INSTRUCTION 1 — Reproduce the lines of the records below verbatim, beginning at the line that contains "Spot the smoke plume" and continuing through the final line of the records.

EXCERPT PROVIDED —

Sustaining Agility

Here are four core steps in a software development lifecycle and six essential practices that any engineering team would benefit from.

Jacob Singh

Published February 18, 2022

sustaining agility

Jacob Singh, who was the CTO for Grofers, is currently part of Sequoia India’s CTO in Residence program.

This post is the last in a four part series on building an Engineering Product and Design (EPD) organization for startups.

In the previous three posts we learned that:

This final post covers how to maintain these practices over time through minimally viable processes.  Although many of the techniques discussed originate from Scrum, this is not a recommendation to “do Scrum” or any particular off-the-shelf framework; it is an invitation to distill the meaning of these practices and experiment on your own to find what works for you, your team, and this moment in time.

I’ll be sharing my recipe of the four core steps in a software development lifecycle and six essential practices that any engineering team would benefit from.

But first, a very crucial question I would not like you to skip:

Why have process at all?

Process is simply a bunch of rules we follow instead of following our innate desires in the moment.  If your desires in the moment are already optimal, you wouldn’t have a process to begin with.  So let’s be clear: a process is not a pleasant thing. No one likes to follow rules.

However, we do want to spend our willpower and energy on the most important things.  Processes help us to achieve that by providing a template of how and when to do certain activities that don’t need to be reconsidered every day, freeing us up to spend our energy on the important things.

There is no more miserable human being than one in whom nothing is habitual but indecision, and for whom the lighting of every cigar, the drinking of every cup, the time of rising and going to bed every day, and the beginning of every bit of work, are subjects of express volitional deliberation. Full half the time of such a man goes to the deciding, or regretting, of matters which ought to be so ingrained in him as practically not to exist for his consciousness at all.

William James, Psychology: Briefer Course.

A well implemented process eventually disappears into our organizational subconscious with time and becomes implicit.  This frees our creativity up for the things that matter.

And while that’s true, process is also a costly thing.  Yes, it takes time to build new habits, and it can annoy some people, but there’s a bigger cost to be wary of: The removal of purpose from work. A machinist in a factory does not see their work the same way a blacksmith does. A McDonald’s employee is not the same thing as a chef.

So while reading the following, please consider Dude’s law, by the late David Hussman, a deep thinker and influential teacher of mine.

david hussman

All process is “How”. All purpose, customer empathy, vision, joy, craftsmanship and camaraderie is “Why”. You can’t divide by zero, you need some “How”, but always ensure it is balanced with a generous helping of “Why”.

With that disclaimer out of the way, on to the four core steps and six practices.

The virtuous cycle: Four core steps

As opposed to a vicious cycle, a virtuous cycle is one in which the outcome of a series of actions makes the next attempt at those actions even better.  In software development, this is typically known as a sprint or an iteration.

It has four essential steps:

  • Plan: Set a goal for the next X hours/days/weeks/months
  • Execute: Work on our goal intensely and collaborate quickly
  • Review: Check how we did against our goal, align stakeholders
  • Retrospect: Inspect how we worked and make a plan to improve next sprint

Do you remember the difference between complex and complicated environments from the first post?  In complex environments, you don’t know what you don’t know. Only through regular introspection of our own behaviors and processes can we make progress towards better behaviors and better processes. So we need to view our own ways of working not as a well factored, easy to rationalize machine, but as a series of experiments and improvements we make over time.

INSTRUCTION 2 — Transcribe word for word the passage of the article on sustaining agility above that begins at the words "I’ll be sharing" and stops after the words "process at all?".

TASK INPUTS —
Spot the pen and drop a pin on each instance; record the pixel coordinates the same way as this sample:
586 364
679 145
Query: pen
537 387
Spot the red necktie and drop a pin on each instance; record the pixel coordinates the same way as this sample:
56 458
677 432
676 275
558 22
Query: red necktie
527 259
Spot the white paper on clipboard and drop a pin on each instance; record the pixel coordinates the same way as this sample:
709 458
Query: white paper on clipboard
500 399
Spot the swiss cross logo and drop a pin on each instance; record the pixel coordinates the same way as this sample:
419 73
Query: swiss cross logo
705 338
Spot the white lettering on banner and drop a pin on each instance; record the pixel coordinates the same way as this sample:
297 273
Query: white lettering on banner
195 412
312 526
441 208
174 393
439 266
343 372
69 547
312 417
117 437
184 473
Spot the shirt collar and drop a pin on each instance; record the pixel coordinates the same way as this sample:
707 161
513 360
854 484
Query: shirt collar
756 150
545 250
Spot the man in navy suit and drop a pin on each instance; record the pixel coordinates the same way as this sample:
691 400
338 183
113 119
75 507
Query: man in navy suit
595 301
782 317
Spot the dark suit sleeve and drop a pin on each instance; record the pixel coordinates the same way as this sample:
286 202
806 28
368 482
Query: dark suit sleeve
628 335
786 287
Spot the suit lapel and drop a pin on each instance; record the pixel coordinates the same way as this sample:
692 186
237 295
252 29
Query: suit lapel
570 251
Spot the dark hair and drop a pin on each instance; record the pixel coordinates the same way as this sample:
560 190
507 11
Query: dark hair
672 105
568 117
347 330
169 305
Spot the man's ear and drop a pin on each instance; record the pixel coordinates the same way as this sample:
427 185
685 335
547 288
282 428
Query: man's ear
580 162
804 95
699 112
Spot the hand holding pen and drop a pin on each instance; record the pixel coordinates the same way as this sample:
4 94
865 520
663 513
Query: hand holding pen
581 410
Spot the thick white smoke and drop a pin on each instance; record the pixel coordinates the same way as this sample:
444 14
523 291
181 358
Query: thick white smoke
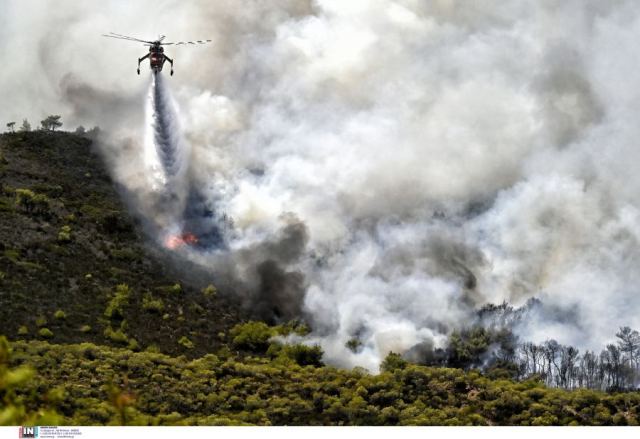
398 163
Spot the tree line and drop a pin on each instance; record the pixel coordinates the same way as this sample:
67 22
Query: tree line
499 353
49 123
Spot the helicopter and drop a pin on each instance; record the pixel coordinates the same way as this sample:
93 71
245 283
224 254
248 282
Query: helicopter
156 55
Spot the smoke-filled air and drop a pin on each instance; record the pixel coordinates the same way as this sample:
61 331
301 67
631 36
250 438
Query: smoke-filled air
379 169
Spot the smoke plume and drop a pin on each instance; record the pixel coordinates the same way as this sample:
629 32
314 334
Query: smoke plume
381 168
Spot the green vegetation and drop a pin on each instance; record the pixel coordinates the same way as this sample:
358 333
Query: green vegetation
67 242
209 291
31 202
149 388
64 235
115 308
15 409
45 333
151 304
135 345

EXERCISE ANSWER 1 —
Spot the smoke plume and drop a pin on each instance; record the pixel coordinates the same way as this sample:
629 32
314 334
Query: smoke plume
381 168
Spot the green vegetation and drop a pin on each instance; record the pixel coordinates the same way as this sample:
358 333
Query: green vegetation
67 242
209 291
31 202
149 388
64 235
115 308
15 409
45 333
151 304
135 345

EXERCISE ANSWER 2 —
I’ll be sharing my recipe of the four core steps in a software development lifecycle and six essential practices that any engineering team would benefit from.

But first, a very crucial question I would not like you to skip:

Why have process at all?